Tareas
**A)** Según el fragmento sobre Antonio María Zaccaria, ¿qué edad tenía su madre cuando quedó viuda?
**B)** Transcribe del fragmento sobre Antonio María Zaccaria el tramo que va desde "Autor: Adolfo Carreto" hasta "el siglo XVI.".

Fragmento proporcionado
—————

Zaccaria, el huérfano (5 de julio)

Autor: Adolfo Carreto

 

 

Antonio María Zaccaría fue médico. Siempre se ha dicho que la profesión de la medicina es el apostolado del cuerpo, como la profesión religiosa es el apostolado del espíritu; de ahí que, un médico de profesión y un sacerdote por vocación debería ser el complemento perfecto para el apostolado. Esto, dicen, en lo que sucedió con Antonio María, nacido en Cremona, Italia, estrenándose el siglo XVI.
Siglo XVI. Siglo de santos y de embusteros. Siglo de juglares y picaresca. Siglo de guerras y de unificaciones. Siglo de hambre y epidemias. Siglo pintoresco, que hizo pintorescas a sus gentes, tanto para el bien como para la picardía. También siglo de reformas eclesiales. Lutero comenzó con la suya, en Alemania, y sus sucesores la extendieron. Luego, el Concilio de Trento intentó poner coto al desbarajuste religioso con la Contrarreforma, lo que consiguió únicamente a medias, pues de ese tiempo data la fractura del cristianismo: protestantes por un lado y católicos por el otro. Este Antonio María vivió y murió precisamente preparando esa Contrarreforma, ese querer de corazón que la iglesia no se fragmentara.
Como tantos otros en circunstancias similares tuvo que hacerse hombre siendo niño por el percance de la orfandad. Solamente tenía 18 años su madre cuando quedó viuda. Y la mujer echó adelante la vida con dos criaturas a su cuenta. Un niño y una niña. Pienso que mujeres así son las santas de la más absoluta maternidad. Cuando se cree que no caben en el mundo, el mundo, entero, cabe en ella. Se trata de una santidad ganada a pulso, diariamente, contra viento y marea, con la posibilidad, inclusive, de un futuro de mujer más acorde, pues la juventud se lo permitía. Pero se hizo a la vida sin el apoyo natural, con todo el sacrificio a cuestas, el posible y el imposible.

—————

Sección de datos
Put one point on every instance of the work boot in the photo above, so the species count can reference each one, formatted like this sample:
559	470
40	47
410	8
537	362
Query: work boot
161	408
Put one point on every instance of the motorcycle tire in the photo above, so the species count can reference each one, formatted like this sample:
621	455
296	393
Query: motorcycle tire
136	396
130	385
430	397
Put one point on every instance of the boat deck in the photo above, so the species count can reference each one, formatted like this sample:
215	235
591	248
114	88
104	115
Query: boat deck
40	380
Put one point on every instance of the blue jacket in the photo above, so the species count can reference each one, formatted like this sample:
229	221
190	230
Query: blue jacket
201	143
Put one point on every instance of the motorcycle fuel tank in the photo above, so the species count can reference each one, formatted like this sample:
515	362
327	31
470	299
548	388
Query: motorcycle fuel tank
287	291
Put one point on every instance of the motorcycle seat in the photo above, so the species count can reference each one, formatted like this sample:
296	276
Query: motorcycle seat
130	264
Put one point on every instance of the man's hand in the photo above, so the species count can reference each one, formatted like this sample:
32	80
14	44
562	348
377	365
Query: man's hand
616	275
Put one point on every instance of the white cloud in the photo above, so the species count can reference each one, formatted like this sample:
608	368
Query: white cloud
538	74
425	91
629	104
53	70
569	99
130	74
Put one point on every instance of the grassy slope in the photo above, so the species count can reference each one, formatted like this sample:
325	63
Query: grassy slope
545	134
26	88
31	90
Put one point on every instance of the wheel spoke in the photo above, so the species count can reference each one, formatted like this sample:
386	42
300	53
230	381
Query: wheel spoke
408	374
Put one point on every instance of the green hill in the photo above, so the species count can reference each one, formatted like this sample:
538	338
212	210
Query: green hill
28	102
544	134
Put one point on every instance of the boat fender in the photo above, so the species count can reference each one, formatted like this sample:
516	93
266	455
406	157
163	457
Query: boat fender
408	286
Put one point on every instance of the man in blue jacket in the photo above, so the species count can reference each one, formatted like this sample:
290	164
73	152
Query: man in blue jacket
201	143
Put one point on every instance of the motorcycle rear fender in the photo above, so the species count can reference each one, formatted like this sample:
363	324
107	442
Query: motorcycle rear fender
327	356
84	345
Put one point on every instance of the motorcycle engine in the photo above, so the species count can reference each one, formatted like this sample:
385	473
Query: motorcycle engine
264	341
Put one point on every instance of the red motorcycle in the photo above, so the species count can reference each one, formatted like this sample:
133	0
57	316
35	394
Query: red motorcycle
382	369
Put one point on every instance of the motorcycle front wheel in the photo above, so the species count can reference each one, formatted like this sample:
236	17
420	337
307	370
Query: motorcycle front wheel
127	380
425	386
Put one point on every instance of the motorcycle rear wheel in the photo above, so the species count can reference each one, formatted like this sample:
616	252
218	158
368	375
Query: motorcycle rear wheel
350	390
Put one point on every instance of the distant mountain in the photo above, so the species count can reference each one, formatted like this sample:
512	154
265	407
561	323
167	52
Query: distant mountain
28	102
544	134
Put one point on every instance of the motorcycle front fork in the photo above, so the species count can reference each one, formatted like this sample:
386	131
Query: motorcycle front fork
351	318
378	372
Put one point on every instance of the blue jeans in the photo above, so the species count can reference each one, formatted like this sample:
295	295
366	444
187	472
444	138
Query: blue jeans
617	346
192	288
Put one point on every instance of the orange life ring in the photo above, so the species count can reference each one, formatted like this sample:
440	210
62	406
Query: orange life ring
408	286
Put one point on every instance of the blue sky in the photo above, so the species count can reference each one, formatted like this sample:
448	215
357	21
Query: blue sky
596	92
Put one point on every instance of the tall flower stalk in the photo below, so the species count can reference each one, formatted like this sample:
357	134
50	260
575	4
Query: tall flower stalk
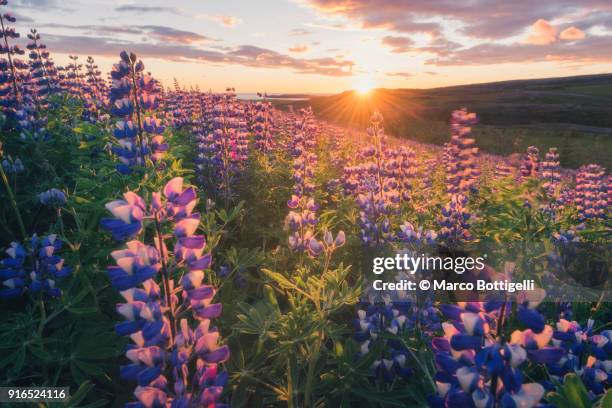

—————

Respuestas del ejercicio
**A)** 18 años.

**B)**
Autor: Adolfo Carreto

 

 

Antonio María Zaccaría fue médico. Siempre se ha dicho que la profesión de la medicina es el apostolado del cuerpo, como la profesión religiosa es el apostolado del espíritu; de ahí que, un médico de profesión y un sacerdote por vocación debería ser el complemento perfecto para el apostolado. Esto, dicen, en lo que sucedió con Antonio María, nacido en Cremona, Italia, estrenándose el siglo XVI.